(Action item)
Copy each of the following entries back without change.

(Available data)
Start of Block

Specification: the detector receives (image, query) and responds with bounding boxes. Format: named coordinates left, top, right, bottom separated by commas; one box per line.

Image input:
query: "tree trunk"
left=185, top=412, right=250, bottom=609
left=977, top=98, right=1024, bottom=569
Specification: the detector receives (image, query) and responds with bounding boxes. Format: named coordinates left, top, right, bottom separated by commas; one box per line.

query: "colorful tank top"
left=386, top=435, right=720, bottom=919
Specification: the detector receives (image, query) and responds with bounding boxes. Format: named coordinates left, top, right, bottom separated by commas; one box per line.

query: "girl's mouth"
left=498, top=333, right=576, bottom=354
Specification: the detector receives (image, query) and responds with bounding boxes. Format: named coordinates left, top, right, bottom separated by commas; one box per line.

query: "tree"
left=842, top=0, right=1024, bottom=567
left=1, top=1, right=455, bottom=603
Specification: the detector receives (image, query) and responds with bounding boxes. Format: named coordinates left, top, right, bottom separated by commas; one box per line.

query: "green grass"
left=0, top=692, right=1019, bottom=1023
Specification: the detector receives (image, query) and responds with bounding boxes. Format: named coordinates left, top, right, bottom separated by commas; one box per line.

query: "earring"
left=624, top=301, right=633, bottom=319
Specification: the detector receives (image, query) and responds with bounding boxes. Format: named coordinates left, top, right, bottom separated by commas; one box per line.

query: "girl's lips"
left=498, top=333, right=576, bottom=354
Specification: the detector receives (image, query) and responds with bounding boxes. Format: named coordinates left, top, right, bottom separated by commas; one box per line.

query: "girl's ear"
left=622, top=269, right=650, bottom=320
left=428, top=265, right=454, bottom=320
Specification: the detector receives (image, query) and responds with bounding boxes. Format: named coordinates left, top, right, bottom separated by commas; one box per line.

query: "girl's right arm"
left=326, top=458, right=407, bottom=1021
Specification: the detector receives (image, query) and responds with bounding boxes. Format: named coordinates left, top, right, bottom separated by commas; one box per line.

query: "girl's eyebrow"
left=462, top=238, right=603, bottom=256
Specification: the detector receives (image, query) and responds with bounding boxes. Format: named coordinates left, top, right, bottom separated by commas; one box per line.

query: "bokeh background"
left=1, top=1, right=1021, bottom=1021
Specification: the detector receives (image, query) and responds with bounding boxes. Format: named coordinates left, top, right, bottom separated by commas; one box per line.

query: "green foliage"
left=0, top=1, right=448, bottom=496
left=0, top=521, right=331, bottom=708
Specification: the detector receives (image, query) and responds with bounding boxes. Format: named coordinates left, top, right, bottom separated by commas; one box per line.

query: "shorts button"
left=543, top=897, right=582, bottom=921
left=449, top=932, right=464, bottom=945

End of Block

(The completed task)
Specification: the detector receives (image, query) and responds with bounding boxes. Format: named coordinates left, top, right, bottom separated by commas; one box per line.

Image input:
query: "tree trunk"
left=185, top=412, right=250, bottom=609
left=977, top=98, right=1024, bottom=569
Specification: the detector receives (image, query) and responds with bounding boxes. Format: named coordinates left, top, right, bottom separated by commas; one box per line.

query: "colorful tank top"
left=386, top=435, right=720, bottom=919
Specification: the detector receives (image, query) and responds with bounding boxes. Format: named coordinates left, top, right, bottom separated by commas; one box per line.

query: "girl's mouth"
left=498, top=333, right=576, bottom=354
Specification: the detector receives (image, query) and responds with bounding boxes. Format: named coordinates left, top, right, bottom separated by commas; one box per line.

query: "tree"
left=842, top=0, right=1024, bottom=567
left=1, top=1, right=455, bottom=603
Specification: the detector receives (image, query) and responds with bounding boxes. Format: named coordinates left, top, right, bottom separated by commas; one box per line.

query: "green grass"
left=0, top=692, right=1019, bottom=1023
Specification: the detector receives (image, query) and responds with bounding boxes. Format: named coordinates left, top, right, bottom separated by commas; one box per line.

query: "earring"
left=624, top=301, right=633, bottom=319
Specification: the detector receives (image, query) and responds with bounding boxes. Format: named coordinates left, top, right, bottom separated by commas; one box per line.

query: "girl's lips"
left=498, top=333, right=576, bottom=354
Specification: the detector receives (image, query) and responds with bounding boxes. Format: named coordinates left, top, right, bottom separated by commas; one box per line.

query: "girl's ear"
left=622, top=269, right=650, bottom=320
left=428, top=265, right=454, bottom=320
Specification: the detector receives (image, query) and responds with bounding boxes. Format: named coordinates left, top, right, bottom separated by commas; one box per line.

query: "girl's right arm"
left=326, top=458, right=407, bottom=1021
Specification: the detector receives (image, query) and responds with bounding boxes. Format: named coordinates left, top, right, bottom separated by commas; one box per line.

query: "girl's eyebrow"
left=462, top=238, right=603, bottom=256
Specification: the detector receives (image, query) and responds with bounding boxes. Format: named coordinates left, top, right, bottom separated by commas; one box per line.

query: "bokeh background"
left=1, top=1, right=1021, bottom=1021
Specification: the detector receives (image, query) and responds with bounding boxes. Format: named coordinates left, top, right, bottom separated by commas; one box per line.

query: "green foliage"
left=0, top=1, right=448, bottom=496
left=0, top=521, right=331, bottom=708
Specification: the detector receives (image, query) and responds with bounding boxes. Format: named coordinates left, top, right, bottom separated by commas; one box per line.

query: "shorts button"
left=543, top=897, right=582, bottom=921
left=449, top=932, right=464, bottom=945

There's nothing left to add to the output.